====== Exercise data

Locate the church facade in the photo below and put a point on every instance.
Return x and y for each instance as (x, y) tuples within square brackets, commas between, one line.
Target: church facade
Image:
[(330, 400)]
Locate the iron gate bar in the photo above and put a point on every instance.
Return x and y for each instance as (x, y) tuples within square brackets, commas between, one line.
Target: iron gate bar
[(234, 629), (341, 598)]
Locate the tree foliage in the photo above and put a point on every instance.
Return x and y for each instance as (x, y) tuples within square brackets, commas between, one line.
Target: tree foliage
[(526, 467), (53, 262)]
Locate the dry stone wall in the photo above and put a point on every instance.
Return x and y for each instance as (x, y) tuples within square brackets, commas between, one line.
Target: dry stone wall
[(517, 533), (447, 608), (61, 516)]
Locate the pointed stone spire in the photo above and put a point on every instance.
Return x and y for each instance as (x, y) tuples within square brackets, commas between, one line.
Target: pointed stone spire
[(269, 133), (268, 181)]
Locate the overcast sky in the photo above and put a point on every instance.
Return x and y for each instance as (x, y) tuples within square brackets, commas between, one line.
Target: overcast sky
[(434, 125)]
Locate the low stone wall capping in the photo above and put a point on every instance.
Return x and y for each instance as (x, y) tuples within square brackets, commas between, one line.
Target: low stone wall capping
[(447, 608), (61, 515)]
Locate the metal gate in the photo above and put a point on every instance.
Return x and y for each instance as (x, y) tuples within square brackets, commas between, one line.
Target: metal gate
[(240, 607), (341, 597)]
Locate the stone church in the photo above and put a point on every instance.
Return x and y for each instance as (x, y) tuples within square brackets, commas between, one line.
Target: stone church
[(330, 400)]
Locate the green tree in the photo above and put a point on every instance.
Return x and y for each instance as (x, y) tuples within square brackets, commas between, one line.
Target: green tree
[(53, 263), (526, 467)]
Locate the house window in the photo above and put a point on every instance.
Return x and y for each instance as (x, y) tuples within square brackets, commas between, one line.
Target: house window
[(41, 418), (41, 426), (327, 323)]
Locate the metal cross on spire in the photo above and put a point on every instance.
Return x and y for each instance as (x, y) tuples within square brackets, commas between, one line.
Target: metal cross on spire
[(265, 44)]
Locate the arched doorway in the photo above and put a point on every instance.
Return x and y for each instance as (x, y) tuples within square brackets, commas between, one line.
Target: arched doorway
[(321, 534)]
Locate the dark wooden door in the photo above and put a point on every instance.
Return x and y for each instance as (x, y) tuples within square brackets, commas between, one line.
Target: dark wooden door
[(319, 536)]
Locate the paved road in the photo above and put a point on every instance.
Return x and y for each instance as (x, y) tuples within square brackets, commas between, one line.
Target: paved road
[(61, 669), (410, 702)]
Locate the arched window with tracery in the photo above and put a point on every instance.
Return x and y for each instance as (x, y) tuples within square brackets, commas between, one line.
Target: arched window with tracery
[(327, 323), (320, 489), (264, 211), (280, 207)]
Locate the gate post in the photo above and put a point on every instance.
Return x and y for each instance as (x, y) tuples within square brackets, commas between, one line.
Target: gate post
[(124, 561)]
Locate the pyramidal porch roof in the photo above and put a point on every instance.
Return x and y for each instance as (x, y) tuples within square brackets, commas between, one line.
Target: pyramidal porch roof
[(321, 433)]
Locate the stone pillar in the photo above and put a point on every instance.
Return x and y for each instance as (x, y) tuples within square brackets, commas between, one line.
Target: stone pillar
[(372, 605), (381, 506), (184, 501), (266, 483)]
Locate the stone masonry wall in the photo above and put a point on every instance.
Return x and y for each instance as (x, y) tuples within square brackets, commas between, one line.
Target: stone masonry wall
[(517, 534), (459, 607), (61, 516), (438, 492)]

============
====== Exercise data

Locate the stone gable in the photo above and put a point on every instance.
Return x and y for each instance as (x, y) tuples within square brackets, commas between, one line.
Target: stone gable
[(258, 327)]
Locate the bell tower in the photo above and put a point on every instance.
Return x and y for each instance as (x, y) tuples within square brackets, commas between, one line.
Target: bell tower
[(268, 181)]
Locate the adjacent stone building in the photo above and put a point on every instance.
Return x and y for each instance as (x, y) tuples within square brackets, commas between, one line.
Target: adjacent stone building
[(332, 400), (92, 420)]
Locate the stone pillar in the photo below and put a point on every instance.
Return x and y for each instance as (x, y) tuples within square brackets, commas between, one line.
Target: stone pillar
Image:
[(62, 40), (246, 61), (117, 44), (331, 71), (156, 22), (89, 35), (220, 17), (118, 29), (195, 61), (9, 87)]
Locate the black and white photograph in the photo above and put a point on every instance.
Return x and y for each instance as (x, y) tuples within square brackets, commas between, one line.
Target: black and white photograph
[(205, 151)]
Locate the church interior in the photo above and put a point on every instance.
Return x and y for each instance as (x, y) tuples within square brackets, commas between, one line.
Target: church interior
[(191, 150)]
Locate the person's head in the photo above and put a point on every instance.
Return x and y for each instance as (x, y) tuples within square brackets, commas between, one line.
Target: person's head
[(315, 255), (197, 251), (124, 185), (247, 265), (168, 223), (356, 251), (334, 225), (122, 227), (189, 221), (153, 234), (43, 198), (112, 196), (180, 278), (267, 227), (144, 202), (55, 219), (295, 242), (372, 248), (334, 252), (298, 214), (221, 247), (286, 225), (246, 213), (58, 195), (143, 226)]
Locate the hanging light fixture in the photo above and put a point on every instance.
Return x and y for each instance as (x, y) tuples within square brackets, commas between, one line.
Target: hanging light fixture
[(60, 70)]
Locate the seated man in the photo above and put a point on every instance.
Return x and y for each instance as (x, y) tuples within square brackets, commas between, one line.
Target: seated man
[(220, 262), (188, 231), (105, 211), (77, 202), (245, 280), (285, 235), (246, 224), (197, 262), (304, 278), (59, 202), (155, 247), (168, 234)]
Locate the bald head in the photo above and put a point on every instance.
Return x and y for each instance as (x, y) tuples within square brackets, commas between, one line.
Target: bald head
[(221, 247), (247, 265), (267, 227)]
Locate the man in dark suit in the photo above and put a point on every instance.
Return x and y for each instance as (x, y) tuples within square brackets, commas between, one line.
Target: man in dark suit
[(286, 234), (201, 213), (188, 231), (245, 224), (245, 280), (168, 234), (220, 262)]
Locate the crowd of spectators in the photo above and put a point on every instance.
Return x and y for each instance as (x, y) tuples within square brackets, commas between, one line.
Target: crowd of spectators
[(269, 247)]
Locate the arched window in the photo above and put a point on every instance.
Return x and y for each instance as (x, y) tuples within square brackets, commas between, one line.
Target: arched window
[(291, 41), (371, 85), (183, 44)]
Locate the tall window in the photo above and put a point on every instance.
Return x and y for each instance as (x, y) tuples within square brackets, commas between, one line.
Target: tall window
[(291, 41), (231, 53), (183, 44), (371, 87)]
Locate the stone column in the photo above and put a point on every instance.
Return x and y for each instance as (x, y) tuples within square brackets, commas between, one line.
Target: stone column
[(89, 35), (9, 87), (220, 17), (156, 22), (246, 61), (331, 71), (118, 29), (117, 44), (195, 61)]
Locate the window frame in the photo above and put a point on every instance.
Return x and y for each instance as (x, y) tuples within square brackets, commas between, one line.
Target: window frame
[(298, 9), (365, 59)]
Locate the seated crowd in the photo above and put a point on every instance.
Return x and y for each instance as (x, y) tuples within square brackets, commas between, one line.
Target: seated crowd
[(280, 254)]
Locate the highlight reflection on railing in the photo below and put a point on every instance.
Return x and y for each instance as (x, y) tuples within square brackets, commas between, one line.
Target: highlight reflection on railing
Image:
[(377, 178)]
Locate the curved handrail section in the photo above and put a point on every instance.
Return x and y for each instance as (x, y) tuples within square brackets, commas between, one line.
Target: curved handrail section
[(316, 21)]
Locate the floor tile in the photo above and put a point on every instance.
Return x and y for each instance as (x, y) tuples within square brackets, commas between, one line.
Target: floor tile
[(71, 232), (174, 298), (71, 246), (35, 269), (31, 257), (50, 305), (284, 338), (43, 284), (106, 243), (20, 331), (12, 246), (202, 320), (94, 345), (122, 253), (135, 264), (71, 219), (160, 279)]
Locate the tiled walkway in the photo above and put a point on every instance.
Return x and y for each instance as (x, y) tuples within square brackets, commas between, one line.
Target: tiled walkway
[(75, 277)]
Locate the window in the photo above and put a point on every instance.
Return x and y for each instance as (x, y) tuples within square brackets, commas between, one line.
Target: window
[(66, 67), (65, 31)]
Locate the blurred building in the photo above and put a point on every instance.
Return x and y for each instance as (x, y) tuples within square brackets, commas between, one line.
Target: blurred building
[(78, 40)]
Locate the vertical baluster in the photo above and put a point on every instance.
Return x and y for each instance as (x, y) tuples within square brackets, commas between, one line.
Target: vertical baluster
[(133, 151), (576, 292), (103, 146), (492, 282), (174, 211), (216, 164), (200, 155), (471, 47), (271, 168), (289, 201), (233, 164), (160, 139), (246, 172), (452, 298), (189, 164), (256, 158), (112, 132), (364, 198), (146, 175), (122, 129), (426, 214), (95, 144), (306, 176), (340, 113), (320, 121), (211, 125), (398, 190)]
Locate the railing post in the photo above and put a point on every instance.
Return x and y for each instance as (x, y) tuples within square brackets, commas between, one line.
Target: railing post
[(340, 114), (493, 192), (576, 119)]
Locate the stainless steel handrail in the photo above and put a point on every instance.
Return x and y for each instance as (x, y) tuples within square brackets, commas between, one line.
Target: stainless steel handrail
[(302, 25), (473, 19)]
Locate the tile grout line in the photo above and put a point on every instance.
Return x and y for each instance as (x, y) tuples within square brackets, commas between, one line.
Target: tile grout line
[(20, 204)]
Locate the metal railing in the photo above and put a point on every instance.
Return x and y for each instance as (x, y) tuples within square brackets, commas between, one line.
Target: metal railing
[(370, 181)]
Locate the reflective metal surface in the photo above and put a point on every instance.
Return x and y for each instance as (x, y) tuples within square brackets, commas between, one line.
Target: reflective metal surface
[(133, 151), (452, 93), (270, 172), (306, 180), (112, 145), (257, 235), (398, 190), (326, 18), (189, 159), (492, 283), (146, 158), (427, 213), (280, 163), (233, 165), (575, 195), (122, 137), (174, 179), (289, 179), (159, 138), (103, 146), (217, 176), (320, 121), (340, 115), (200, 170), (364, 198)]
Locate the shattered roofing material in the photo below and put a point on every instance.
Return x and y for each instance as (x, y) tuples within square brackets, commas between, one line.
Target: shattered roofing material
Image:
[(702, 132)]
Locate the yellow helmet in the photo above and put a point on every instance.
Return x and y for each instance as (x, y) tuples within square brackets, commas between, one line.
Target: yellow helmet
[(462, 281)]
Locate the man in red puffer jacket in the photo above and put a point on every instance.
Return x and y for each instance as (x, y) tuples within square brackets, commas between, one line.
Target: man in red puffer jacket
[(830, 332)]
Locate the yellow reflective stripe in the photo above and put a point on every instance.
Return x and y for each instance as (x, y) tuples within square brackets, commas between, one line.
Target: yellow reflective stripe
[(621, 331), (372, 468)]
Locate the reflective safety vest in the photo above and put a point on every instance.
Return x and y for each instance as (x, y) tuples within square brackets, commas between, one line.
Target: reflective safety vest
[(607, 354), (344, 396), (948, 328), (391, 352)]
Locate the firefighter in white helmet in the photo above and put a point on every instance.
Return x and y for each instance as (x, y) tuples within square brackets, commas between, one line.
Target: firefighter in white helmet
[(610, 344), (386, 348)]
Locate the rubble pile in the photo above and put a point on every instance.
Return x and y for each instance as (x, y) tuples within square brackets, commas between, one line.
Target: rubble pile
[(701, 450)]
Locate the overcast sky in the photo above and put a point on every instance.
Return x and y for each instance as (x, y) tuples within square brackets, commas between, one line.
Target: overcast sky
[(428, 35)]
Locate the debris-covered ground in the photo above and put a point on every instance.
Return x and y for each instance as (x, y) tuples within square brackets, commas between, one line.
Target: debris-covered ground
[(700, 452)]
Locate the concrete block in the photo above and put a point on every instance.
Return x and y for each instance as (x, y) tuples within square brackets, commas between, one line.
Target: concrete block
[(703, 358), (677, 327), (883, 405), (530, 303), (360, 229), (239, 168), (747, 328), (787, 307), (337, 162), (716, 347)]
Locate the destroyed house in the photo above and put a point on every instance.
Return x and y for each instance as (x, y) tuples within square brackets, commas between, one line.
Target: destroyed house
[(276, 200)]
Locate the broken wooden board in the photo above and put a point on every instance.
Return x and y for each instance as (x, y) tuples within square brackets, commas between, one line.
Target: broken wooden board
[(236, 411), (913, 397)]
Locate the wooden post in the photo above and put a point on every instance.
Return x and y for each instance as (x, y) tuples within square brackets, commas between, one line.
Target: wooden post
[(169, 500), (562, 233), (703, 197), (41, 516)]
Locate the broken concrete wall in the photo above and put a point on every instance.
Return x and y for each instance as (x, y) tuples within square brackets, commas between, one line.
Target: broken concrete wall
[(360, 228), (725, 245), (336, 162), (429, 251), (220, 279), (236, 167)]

============

- Activity -
In the entries above, the lines between the one holding "Locate the church facade" and the one holding "Locate the dry", inclusive, are to be printed exactly as written, and those alone.

- Result below -
Locate the church facade in the photo below and put a point on every instance.
Return x and y for each instance as (x, y) tuples within square brackets, commas between, one line.
Target: church facade
Image:
[(330, 400)]
Locate the iron gate bar in the photo above and put a point on every instance.
Return x and y for each instance as (x, y) tuples within square brackets, commas between, one line.
Target: iron gate bar
[(234, 629), (341, 598)]
Locate the tree foliage in the photo above and put a point on every instance.
Return x and y for each instance as (x, y) tuples within square brackets, commas between, one line.
Target: tree foliage
[(526, 467), (53, 262)]
Locate the dry stone wall in the photo above and put a point on every instance.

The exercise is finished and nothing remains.